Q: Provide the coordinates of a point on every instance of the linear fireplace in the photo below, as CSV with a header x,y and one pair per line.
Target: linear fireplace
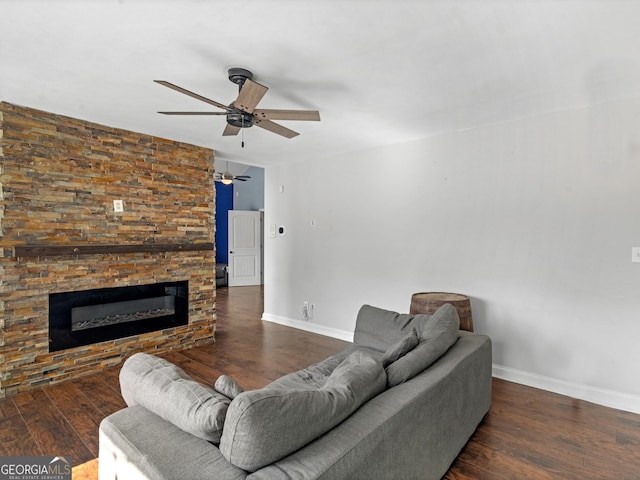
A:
x,y
92,316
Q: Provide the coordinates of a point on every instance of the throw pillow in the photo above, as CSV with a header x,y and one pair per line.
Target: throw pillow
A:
x,y
263,426
439,334
379,329
400,348
166,390
228,387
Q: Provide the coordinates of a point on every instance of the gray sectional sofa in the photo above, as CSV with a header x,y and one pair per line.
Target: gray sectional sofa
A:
x,y
400,402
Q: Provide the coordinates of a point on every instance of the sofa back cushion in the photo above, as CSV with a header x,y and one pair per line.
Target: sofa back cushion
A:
x,y
380,329
166,390
263,426
439,333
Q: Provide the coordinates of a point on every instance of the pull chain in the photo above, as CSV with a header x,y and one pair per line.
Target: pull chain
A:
x,y
242,132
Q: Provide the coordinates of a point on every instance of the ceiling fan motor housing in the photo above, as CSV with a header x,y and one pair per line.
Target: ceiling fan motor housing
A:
x,y
238,118
239,75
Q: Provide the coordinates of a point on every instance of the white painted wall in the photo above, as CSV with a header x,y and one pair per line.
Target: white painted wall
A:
x,y
533,218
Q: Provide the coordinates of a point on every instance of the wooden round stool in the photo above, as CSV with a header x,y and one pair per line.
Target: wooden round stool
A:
x,y
429,302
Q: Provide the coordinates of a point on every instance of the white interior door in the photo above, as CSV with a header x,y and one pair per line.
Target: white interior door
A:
x,y
245,248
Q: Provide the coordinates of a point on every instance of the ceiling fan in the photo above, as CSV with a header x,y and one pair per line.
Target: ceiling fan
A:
x,y
227,179
242,112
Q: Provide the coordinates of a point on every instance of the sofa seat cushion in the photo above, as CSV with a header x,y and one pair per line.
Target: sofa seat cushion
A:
x,y
440,332
263,426
166,390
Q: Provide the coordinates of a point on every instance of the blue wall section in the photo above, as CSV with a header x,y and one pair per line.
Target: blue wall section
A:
x,y
224,203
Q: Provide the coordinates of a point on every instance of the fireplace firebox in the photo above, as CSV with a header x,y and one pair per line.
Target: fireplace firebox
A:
x,y
91,316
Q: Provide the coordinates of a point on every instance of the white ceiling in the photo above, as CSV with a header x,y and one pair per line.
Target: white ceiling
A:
x,y
379,71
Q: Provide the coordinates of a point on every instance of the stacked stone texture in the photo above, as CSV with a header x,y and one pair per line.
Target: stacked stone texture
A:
x,y
58,179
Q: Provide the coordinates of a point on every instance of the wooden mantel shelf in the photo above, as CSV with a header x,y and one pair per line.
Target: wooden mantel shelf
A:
x,y
51,250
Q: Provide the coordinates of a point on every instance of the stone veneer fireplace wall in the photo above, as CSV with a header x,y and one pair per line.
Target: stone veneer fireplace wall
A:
x,y
58,179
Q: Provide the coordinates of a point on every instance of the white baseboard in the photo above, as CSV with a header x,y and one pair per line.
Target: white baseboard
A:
x,y
608,398
309,327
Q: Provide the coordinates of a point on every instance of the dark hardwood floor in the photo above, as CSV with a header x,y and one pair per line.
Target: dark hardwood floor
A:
x,y
528,433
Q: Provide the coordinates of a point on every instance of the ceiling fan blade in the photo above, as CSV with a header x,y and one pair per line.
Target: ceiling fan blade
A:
x,y
276,128
230,130
250,94
193,113
271,114
191,94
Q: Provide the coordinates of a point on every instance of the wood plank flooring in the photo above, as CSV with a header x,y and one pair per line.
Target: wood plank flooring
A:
x,y
528,433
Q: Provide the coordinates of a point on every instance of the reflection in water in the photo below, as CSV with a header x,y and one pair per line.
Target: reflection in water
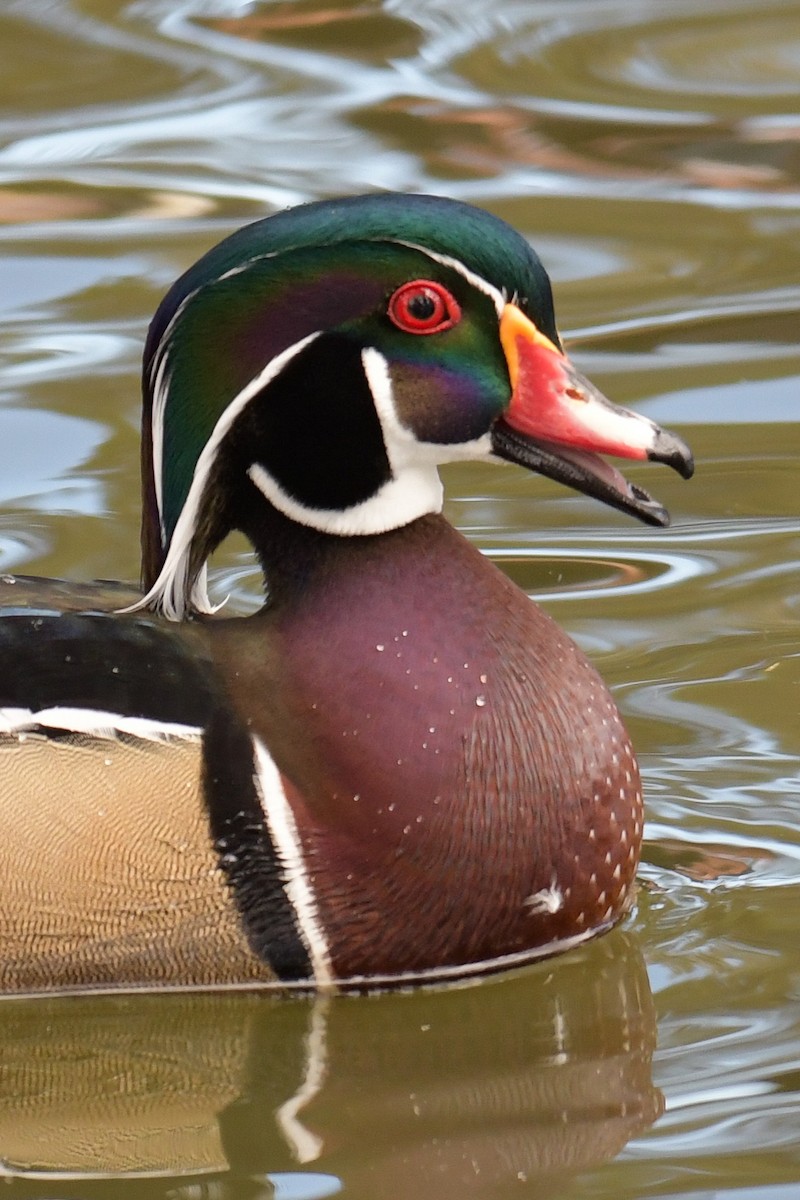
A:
x,y
653,154
468,1091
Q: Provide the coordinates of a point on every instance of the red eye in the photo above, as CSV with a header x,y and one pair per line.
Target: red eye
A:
x,y
423,307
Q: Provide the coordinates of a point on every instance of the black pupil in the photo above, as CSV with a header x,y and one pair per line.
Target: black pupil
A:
x,y
422,306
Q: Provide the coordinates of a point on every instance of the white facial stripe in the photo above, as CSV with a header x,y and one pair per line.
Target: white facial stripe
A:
x,y
94,723
477,281
169,592
286,839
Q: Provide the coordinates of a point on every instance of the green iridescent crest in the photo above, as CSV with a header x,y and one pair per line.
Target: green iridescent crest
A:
x,y
320,267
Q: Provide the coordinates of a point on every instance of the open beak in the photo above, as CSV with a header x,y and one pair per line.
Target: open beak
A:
x,y
558,424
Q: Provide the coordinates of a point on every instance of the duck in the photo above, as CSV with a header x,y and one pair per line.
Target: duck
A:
x,y
398,771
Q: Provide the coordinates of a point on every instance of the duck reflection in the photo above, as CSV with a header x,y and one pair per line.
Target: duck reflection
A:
x,y
465,1091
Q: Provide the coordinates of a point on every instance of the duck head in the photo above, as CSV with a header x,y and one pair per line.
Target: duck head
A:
x,y
328,359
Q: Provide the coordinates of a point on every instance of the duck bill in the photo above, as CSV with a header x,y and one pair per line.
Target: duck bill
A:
x,y
559,425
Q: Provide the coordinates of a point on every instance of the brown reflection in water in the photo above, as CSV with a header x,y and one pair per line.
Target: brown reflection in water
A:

★ ★ ★ ★

### SET TASK:
Return everything from the line containing "of the brown" down to the end of the items above, copying each line word for word.

### REPLY TO THE EXERCISE:
Q: Provide the coordinates of a point on every instance of the brown reflection in water in the photo above, as CSV with a header x,y and one pair per line.
Target: brown reflection in water
A:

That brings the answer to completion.